Directive |
Decide whether each statement below agrees with the text about BlockingCollection. Answer yes or no for each, and quote the text's deciding words.
1. The text suggests setting the collection's capacity to 30.
2. The text expects a true limitation causing the limit to persist to happen often.
3. In the changed version of Populate(), the text uses a for loop in place of foreach.

Extract provided |
|---|
You should try to use BlockingCollection<Task> or similar thread safe collections especially if the job of your tasks are I/O-bound. You can even set the capacity to 30:
var collection = BlockingCollection<Task>(30);
Then you can start 2 async method:
var population = Task.Factory.Start(Populate);
var processing = Task.Factory.Start(Dequeue);
await Task.WhenAll(population, processing);
Task Populate()
{
foreach (...)
collection.Add(...);
collection.CompleteAdding();
}
Task Dequeue
{
while(!collection.IsComplete)
await collection.Take(); //consider using TryTake()
}
If the limit presists due to some true limitation (should be very rare) change Populate() as follows:
var stopper = Stopwatch.StartNew();
for (var i = ....) //instead of foreach
{
if (i % 30 == 0)
{
if (stopper.ElapsedMilliseconds < 1000)
Task.Delay(1000 - stopper.ElapsedMilliseconds); //note that this race condition should be avoided in your code
stopper.Restart();
}
collection.Add(...);
}
collection.CompleteAdding();
Upvotes: 0
Reputation: 10929
This is the snippet:
var tasks = new List<Task>();
foreach(item in listNeedInsert)
|---|
Extracted entries |
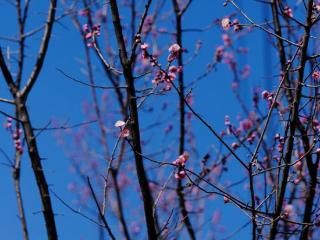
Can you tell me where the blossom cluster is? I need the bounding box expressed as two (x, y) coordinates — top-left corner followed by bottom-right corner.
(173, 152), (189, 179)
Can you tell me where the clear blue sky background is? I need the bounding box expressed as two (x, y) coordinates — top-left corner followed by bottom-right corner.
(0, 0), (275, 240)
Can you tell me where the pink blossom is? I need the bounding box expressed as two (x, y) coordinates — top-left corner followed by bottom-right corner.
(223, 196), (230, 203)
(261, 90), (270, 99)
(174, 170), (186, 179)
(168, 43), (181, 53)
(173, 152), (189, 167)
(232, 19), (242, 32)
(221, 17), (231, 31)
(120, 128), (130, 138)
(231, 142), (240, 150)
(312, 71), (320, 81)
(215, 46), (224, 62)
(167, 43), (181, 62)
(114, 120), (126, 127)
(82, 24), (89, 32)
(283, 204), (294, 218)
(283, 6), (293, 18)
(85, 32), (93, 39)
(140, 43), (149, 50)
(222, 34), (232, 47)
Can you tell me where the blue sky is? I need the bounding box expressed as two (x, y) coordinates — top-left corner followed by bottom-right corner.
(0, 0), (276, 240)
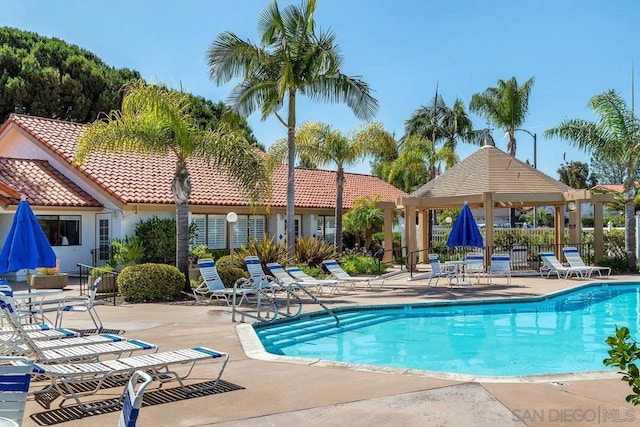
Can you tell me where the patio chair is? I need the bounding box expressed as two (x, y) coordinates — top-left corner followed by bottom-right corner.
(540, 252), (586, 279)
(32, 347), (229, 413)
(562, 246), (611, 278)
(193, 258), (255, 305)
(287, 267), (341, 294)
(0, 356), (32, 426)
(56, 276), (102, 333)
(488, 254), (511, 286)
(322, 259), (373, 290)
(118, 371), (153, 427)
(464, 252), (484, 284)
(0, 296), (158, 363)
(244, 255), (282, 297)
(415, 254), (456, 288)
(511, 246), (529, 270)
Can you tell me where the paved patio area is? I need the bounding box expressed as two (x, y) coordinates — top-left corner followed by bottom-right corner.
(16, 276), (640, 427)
|---|
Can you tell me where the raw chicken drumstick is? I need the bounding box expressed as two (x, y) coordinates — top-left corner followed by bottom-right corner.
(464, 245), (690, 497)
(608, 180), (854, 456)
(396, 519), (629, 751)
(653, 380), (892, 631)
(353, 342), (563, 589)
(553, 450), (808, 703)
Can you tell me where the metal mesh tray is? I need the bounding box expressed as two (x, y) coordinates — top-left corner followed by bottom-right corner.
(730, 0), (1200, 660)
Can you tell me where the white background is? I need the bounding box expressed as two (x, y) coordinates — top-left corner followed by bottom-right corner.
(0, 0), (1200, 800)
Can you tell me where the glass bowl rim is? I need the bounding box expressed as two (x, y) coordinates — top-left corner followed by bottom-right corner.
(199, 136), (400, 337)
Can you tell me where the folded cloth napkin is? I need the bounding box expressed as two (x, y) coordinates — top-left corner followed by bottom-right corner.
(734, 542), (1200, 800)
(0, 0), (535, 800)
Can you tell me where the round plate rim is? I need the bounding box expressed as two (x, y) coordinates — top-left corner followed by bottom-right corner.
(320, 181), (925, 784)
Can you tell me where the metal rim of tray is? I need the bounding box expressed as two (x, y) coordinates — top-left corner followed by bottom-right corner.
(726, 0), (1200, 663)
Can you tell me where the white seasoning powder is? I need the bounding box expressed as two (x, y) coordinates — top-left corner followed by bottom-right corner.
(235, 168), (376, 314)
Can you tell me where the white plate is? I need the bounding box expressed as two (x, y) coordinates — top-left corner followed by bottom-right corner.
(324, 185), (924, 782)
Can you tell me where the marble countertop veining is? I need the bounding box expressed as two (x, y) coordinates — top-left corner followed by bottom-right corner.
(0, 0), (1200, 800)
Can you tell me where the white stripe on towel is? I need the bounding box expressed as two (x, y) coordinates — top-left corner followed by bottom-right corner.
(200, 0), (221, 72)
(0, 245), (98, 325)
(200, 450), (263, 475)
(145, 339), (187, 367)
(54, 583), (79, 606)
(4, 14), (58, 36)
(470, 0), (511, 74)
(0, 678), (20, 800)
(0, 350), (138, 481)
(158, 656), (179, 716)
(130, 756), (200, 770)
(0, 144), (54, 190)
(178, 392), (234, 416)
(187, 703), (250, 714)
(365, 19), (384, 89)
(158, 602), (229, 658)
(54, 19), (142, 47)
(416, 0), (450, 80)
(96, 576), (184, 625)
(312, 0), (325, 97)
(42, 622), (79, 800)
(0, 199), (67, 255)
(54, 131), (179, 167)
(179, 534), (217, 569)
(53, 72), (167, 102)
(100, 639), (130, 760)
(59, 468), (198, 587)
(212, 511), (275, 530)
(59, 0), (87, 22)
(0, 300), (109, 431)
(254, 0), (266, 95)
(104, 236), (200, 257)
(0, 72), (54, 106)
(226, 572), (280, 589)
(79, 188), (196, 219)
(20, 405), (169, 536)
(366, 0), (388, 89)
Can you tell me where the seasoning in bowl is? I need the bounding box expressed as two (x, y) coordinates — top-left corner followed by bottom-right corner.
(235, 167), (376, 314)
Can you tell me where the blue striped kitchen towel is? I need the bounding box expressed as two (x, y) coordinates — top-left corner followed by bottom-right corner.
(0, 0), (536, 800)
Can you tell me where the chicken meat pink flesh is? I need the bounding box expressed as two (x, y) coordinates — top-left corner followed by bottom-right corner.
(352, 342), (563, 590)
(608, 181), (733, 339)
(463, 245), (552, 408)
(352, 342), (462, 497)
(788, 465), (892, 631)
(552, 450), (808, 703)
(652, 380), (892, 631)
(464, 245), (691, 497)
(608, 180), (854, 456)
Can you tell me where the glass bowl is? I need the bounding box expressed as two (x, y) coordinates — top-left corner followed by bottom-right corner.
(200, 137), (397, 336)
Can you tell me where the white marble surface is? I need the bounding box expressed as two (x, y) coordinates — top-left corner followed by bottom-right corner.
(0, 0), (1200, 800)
|---|
Solution to this task |
1. Yes: "You can even set the capacity to 30"
2. No: "(should be very rare)"
3. Yes: "//instead of foreach"